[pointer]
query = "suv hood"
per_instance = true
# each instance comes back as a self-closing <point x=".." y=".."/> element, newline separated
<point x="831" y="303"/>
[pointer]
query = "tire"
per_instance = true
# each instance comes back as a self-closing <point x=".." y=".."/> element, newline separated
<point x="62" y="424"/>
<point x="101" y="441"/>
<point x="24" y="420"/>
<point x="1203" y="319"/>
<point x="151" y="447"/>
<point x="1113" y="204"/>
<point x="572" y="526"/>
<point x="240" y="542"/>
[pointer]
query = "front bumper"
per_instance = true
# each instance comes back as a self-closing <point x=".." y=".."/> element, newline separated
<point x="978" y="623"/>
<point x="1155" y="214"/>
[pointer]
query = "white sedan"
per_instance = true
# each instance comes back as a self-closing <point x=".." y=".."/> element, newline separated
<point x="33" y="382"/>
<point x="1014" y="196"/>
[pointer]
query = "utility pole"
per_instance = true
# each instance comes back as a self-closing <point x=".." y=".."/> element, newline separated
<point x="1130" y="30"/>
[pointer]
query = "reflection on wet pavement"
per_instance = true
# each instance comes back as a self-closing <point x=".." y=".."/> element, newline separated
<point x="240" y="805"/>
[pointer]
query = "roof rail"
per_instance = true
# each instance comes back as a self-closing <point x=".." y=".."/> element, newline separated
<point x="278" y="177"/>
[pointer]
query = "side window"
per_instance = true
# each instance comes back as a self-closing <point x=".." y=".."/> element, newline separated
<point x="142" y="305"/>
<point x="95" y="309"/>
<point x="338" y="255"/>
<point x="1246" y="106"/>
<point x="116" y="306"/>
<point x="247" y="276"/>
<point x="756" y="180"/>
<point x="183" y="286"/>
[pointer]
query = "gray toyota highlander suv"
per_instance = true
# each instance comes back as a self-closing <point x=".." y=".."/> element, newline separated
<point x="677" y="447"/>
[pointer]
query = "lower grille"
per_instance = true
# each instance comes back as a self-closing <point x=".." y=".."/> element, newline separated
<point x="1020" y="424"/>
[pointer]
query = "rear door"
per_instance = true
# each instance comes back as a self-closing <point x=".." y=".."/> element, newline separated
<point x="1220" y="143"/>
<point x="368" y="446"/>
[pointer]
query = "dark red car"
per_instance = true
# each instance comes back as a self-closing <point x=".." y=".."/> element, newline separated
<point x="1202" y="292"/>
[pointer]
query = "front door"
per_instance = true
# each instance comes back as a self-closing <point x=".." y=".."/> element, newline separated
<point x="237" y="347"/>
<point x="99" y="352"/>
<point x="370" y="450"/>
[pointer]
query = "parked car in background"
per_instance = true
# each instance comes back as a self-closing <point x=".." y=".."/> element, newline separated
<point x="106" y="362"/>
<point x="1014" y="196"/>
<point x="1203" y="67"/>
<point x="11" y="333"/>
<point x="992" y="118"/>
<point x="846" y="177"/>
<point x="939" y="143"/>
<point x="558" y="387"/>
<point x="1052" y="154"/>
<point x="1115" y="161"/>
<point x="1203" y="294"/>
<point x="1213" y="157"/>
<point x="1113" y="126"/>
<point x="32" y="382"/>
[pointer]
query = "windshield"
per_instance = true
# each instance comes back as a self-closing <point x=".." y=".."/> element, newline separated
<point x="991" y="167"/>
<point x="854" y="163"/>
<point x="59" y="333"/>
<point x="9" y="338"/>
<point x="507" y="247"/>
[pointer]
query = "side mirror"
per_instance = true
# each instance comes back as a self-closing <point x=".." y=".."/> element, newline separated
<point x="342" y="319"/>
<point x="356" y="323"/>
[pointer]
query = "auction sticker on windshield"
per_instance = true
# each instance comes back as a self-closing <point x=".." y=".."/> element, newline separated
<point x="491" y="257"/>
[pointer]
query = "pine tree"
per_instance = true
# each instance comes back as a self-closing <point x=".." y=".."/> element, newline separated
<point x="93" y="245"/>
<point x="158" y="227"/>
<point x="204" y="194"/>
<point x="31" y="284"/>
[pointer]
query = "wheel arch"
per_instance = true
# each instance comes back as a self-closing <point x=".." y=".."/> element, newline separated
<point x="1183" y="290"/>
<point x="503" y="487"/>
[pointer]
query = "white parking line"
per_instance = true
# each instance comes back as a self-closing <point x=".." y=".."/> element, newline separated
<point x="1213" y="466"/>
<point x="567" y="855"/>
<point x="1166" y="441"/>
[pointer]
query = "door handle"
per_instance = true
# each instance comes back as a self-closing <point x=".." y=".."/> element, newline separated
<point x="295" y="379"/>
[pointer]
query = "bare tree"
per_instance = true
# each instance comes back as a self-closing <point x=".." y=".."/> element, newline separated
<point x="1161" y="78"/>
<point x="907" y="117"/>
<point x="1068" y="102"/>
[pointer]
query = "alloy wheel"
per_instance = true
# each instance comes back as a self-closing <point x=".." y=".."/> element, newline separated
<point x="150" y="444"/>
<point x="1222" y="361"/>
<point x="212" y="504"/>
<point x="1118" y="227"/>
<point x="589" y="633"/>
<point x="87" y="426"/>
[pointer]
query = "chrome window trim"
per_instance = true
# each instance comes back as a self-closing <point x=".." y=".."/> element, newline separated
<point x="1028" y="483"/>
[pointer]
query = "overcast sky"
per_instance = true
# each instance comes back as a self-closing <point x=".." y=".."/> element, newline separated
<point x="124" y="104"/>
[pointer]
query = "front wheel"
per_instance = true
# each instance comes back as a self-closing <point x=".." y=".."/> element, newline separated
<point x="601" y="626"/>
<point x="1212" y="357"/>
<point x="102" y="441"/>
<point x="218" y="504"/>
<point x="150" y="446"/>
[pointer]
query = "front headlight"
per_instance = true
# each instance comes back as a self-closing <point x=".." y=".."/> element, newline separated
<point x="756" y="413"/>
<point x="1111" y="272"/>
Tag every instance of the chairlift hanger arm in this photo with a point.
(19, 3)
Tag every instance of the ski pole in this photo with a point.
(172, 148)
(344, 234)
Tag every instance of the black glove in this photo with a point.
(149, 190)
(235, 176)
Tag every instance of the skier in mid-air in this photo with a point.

TASK PROMPT:
Tell me how many lines of the records include the word "windshield", and say nothing else.

TASK RESPONSE:
2